GIVEN REQUEST 1: From the court opinion below, extract the passage starting at "The Government asserts" and ending at "by different courts.".

ARTICLE:
○ ○ ○ ○

The opinion of the court was delivered by: BECKER
Josephs is the owner and operator of "Jerry's Outlet," a retail food store. An Agency investigator visited Jerry's Outlet on six occasions between January 30 and February 20, 1980, and, during five of these visits, purchased ineligible items with food stamps. After notifying Josephs of the reported violations of the Act, the Agency determined that Josephs should be disqualified from further participation in the Food Stamp Program for six months. Josephs appealed this determination within the Agency, but the disqualification sanction was sustained. Josephs then instituted this action.
The Act provides for judicial review in state court or federal district court of a final Agency determination and provides further that "(t)he suit in the United States district court or state court shall be a trial de novo by the court in which the court shall determine the validity of the questioned administrative action in issue." 7 U.S.C. § 2023 (Supp. IV 1980). The only aspect of the Agency's action that Josephs challenges is the severity of the sanction imposed.
The Government asserts that Josephs' failure to challenge the factual determination underlying his disqualification is fatal to his application for trial de novo because the trial de novo provision relates only to the finding of violation. The scope of review of the sanction, submits the Government, is that articulated by the Supreme Court in Butz v. Glover Livestock Comm'n Co., 411 U.S. 182, 185-86, 93 S. Ct. 1455, 1457-58, 36 L. Ed. 2d 142 (1973) (construing the Packers and Stockyards Act) in which the Court stated that "the Secretary's choice of sanction was not to be overturned unless (the court) might find it "unwarranted in law or ... without justification in fact.' "
Whether and to what extent the Act authorizes judicial review of the sanction imposed are questions that have been answered in different terms by different courts.
At least one court of appeals has held that the reviewing court simply lacks jurisdiction to modify or vacate a sanction. Martin v. United States, 459 F.2d 300, 302 (6th Cir.), cert. denied, 409 U.S. 878, 93 S. Ct. 129, 34 L. Ed. 2d 131 (1972); see also Save More of Gary, Inc. v. United States, 442 F.2d 36, 39 (7th Cir.), cert. dismissed, 404 U.S. 987, 92 S. Ct. 535, 30 L. Ed. 2d 549 (1971). Other courts have ruled that a sanction can be reviewed for the limited purpose of determining whether it is authorized by the Act and applicable regulations. E.g., Kulkin v. Bergland, 626 F.2d 181, 184-85 (1st Cir. 1980) (test of Butz v. Glover Livestock Comm'n Co. applies to sanction); Studt v. United States, 607 F.2d 1216, 1218 (8th Cir. 1979) (sanction can be reviewed for arbitrariness and capriciousness).

○ ○ ○ ○

TASK INPUTS:
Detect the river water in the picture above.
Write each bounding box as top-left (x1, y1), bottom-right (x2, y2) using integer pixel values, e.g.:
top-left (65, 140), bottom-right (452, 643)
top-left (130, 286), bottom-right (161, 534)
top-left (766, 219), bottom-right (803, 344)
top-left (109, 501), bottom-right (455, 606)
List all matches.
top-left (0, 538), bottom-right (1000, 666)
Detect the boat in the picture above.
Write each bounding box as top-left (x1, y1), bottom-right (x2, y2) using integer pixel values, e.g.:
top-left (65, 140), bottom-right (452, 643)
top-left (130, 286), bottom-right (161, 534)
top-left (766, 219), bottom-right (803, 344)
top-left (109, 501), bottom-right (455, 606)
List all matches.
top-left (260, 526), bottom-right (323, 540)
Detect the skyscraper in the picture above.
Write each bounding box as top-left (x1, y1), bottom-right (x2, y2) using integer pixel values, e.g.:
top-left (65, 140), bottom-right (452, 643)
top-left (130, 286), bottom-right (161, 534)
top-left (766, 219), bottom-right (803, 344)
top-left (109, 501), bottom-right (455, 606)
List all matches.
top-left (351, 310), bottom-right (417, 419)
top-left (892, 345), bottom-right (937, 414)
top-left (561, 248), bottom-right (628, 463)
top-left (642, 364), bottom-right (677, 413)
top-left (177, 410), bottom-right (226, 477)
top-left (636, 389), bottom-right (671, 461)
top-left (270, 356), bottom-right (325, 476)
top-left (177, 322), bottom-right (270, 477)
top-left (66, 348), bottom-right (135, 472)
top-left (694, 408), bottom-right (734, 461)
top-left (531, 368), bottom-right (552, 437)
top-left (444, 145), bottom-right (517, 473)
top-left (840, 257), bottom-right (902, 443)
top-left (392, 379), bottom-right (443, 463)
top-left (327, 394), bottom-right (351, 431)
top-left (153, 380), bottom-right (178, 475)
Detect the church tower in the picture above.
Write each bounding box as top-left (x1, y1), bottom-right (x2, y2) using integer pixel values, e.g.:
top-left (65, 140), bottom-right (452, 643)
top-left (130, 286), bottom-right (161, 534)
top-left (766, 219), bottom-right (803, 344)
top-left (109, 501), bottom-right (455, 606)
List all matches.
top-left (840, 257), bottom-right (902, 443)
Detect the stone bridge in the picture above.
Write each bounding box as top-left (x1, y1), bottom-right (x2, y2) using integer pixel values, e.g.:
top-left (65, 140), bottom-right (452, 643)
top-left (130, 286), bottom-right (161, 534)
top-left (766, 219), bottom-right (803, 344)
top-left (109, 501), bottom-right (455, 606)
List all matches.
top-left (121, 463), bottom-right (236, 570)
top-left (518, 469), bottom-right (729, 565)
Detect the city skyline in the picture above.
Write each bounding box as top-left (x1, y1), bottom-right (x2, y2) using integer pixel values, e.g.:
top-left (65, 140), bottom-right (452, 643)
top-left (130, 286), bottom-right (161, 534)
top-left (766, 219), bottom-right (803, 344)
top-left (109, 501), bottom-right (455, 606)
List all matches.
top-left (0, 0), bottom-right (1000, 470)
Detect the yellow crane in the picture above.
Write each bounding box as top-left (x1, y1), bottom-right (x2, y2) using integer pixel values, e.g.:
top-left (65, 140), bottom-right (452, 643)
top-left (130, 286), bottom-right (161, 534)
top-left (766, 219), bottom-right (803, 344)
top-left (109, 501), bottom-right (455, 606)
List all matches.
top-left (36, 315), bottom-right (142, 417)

○ ○ ○ ○

GIVEN REQUEST 2: Copy the lines of the listing above starting at the line that contains "Detect the skyscraper in the picture above." and ending at the line that contains "top-left (531, 368), bottom-right (552, 437)", with both of those lines included.

RESULT 1:
The Government asserts that Josephs' failure to challenge the factual determination underlying his disqualification is fatal to his application for trial de novo because the trial de novo provision relates only to the finding of violation. The scope of review of the sanction, submits the Government, is that articulated by the Supreme Court in Butz v. Glover Livestock Comm'n Co., 411 U.S. 182, 185-86, 93 S. Ct. 1455, 1457-58, 36 L. Ed. 2d 142 (1973) (construing the Packers and Stockyards Act) in which the Court stated that "the Secretary's choice of sanction was not to be overturned unless (the court) might find it "unwarranted in law or ... without justification in fact.' "
Whether and to what extent the Act authorizes judicial review of the sanction imposed are questions that have been answered in different terms by different courts.

RESULT 2:
Detect the skyscraper in the picture above.
Write each bounding box as top-left (x1, y1), bottom-right (x2, y2) using integer pixel values, e.g.:
top-left (65, 140), bottom-right (452, 643)
top-left (130, 286), bottom-right (161, 534)
top-left (766, 219), bottom-right (803, 344)
top-left (109, 501), bottom-right (455, 606)
List all matches.
top-left (351, 310), bottom-right (417, 419)
top-left (892, 345), bottom-right (937, 414)
top-left (561, 248), bottom-right (628, 463)
top-left (642, 364), bottom-right (677, 413)
top-left (177, 410), bottom-right (226, 477)
top-left (636, 389), bottom-right (671, 461)
top-left (270, 356), bottom-right (325, 476)
top-left (177, 322), bottom-right (270, 477)
top-left (66, 348), bottom-right (135, 472)
top-left (694, 408), bottom-right (734, 461)
top-left (531, 368), bottom-right (552, 437)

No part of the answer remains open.